(Region annotation entries)
──────────────────────────────
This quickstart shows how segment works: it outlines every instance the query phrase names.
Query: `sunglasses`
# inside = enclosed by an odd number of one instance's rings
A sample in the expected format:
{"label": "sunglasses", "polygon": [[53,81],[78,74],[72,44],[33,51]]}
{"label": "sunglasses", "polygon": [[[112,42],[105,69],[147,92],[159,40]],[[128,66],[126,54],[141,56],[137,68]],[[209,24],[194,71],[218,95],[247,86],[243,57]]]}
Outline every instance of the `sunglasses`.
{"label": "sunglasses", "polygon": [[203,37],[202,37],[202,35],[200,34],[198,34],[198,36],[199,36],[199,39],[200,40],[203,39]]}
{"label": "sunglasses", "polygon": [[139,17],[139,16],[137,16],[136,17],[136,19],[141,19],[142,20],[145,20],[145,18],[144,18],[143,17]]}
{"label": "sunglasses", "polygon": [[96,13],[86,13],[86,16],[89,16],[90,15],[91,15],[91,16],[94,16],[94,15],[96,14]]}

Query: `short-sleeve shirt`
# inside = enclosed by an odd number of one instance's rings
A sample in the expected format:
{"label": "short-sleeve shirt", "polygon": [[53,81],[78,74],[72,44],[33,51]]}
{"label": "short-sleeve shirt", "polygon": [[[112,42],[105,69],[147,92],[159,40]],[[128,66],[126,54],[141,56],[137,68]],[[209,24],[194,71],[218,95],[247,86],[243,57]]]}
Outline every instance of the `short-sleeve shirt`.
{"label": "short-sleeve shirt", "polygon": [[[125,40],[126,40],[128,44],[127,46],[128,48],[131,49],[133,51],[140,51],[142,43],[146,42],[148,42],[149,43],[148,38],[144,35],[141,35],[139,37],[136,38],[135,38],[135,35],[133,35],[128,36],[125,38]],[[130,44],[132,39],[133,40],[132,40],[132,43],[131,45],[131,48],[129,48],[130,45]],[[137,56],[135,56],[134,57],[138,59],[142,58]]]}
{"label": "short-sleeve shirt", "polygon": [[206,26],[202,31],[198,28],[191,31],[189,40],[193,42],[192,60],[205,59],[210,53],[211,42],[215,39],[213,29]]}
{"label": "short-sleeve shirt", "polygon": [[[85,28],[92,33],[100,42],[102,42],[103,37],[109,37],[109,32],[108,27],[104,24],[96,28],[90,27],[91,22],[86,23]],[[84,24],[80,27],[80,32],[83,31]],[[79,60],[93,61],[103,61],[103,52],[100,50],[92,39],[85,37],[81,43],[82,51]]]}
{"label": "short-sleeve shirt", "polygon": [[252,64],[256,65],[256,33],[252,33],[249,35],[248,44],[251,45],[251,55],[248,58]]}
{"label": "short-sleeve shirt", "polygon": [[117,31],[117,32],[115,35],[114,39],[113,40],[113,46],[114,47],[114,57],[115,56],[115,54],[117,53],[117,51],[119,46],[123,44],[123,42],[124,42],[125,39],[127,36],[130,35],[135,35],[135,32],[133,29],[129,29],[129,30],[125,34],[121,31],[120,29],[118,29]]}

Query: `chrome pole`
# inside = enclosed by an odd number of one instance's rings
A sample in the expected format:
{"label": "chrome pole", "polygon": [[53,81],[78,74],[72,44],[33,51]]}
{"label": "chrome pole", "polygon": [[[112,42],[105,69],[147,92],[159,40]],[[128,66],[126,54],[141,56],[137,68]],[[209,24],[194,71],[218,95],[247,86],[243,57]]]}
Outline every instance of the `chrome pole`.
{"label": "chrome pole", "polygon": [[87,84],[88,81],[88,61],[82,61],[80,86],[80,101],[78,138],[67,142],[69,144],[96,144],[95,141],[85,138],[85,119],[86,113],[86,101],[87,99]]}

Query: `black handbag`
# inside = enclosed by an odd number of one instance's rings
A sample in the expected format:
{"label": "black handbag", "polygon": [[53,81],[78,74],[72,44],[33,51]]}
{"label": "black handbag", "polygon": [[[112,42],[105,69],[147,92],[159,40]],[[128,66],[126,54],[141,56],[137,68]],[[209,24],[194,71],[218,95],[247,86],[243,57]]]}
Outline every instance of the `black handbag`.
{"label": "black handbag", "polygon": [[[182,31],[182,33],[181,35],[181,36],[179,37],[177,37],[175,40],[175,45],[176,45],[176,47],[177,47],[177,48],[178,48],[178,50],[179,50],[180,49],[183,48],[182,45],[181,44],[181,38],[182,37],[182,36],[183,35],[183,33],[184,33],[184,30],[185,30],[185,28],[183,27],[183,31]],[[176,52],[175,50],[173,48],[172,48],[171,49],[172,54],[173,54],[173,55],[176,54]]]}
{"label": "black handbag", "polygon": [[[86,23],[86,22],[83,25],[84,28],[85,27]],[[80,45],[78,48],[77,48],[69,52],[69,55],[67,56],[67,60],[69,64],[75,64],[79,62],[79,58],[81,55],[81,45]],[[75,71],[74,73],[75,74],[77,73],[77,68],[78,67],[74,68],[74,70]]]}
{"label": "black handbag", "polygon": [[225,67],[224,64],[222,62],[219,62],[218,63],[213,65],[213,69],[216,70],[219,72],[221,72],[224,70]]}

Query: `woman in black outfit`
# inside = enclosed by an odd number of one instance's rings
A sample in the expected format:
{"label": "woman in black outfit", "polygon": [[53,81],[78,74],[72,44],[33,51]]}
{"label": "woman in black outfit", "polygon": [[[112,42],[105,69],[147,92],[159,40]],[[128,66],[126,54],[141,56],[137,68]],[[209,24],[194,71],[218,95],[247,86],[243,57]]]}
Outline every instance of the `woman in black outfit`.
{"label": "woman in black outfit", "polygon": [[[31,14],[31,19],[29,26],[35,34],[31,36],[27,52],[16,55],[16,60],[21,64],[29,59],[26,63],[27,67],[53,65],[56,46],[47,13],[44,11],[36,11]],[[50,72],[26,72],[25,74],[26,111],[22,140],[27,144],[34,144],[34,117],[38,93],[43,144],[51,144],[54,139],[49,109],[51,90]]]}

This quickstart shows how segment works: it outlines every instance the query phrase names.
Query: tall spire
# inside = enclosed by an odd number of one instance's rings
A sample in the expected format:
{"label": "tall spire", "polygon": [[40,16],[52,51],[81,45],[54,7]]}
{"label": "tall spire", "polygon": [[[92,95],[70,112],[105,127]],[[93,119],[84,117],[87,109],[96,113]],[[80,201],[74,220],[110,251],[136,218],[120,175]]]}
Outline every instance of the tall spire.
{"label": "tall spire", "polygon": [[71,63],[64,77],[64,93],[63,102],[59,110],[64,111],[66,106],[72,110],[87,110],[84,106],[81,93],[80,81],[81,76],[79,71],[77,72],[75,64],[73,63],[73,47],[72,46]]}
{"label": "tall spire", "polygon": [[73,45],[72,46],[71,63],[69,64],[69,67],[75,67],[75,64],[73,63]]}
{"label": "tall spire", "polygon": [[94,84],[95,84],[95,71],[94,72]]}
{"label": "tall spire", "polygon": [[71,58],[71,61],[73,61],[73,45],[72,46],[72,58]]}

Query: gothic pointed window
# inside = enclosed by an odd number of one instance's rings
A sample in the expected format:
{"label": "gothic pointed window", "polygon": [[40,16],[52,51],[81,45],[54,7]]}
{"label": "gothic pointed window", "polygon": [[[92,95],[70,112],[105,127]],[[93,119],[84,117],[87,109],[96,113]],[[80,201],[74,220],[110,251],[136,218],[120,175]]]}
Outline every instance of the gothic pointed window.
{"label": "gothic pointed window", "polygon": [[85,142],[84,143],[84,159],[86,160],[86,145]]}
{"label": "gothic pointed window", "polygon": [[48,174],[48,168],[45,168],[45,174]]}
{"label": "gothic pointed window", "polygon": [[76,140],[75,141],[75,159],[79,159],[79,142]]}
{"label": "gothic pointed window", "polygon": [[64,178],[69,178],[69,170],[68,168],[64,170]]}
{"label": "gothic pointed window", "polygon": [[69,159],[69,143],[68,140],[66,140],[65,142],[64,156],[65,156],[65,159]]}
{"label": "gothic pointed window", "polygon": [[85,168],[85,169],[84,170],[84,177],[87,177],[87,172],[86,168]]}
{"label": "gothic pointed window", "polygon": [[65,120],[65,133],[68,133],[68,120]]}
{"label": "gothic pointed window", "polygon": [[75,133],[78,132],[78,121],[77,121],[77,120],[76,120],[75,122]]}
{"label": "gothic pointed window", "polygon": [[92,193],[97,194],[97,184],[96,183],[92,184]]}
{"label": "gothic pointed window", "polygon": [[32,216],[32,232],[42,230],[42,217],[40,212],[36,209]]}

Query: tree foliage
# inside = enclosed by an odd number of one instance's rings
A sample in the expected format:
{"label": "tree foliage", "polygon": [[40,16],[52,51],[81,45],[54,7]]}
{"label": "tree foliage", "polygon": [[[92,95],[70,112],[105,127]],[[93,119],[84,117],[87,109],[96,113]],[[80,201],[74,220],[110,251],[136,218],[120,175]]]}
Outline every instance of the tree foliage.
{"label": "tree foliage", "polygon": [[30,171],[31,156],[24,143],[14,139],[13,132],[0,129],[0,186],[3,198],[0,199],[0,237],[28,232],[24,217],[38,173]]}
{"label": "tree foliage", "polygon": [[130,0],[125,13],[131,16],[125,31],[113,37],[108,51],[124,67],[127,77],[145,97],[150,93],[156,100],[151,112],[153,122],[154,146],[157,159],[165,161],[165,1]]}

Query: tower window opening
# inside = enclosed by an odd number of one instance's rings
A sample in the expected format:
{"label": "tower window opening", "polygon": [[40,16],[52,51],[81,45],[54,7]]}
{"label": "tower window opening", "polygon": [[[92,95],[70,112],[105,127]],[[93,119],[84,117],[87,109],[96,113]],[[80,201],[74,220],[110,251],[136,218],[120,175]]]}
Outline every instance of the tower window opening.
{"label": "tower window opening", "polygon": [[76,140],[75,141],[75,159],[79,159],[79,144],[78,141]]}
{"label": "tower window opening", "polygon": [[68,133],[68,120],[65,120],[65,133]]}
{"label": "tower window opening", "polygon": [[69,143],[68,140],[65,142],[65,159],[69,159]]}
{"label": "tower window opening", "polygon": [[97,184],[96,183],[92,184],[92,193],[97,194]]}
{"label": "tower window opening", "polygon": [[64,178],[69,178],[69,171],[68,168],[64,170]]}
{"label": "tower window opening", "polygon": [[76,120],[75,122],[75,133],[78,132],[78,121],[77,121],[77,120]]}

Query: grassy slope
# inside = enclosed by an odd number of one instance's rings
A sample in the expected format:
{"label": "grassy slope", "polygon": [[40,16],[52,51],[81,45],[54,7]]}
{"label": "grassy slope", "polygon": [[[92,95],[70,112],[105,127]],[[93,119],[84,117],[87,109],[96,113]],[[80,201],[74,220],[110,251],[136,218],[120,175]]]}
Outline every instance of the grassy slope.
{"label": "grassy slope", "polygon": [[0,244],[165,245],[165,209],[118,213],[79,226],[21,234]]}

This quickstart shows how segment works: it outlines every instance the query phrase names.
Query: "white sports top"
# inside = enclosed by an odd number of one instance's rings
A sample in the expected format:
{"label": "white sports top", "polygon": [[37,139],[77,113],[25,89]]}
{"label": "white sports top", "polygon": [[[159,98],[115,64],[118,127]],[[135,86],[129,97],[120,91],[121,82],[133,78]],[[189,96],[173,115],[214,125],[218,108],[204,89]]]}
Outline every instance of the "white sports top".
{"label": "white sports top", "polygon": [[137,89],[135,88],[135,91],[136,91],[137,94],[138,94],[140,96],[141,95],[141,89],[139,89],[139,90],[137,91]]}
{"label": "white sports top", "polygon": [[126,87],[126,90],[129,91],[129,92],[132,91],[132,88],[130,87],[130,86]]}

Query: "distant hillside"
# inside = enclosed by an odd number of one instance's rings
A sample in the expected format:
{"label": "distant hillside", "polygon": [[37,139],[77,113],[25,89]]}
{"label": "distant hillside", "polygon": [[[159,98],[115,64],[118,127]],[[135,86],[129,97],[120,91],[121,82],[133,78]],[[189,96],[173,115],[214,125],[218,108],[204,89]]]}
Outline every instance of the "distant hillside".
──────────────────────────────
- Required task -
List every line of the records that contains the word "tree", treating uppercase and lowercase as different.

- In response -
Query: tree foliage
{"label": "tree foliage", "polygon": [[40,16],[52,51],[81,45],[54,7]]}
{"label": "tree foliage", "polygon": [[[92,95],[70,112],[105,127]],[[93,119],[84,117],[87,109],[96,113]],[[80,201],[74,220],[110,251],[136,218],[120,175]]]}
Outline every instance of the tree foliage.
{"label": "tree foliage", "polygon": [[30,171],[31,156],[24,143],[14,139],[13,132],[0,129],[0,186],[3,198],[0,199],[0,237],[28,232],[24,217],[38,173]]}
{"label": "tree foliage", "polygon": [[130,0],[125,13],[131,16],[125,31],[113,37],[108,51],[124,67],[127,77],[145,97],[150,93],[156,100],[151,112],[153,122],[154,146],[157,159],[165,161],[165,1]]}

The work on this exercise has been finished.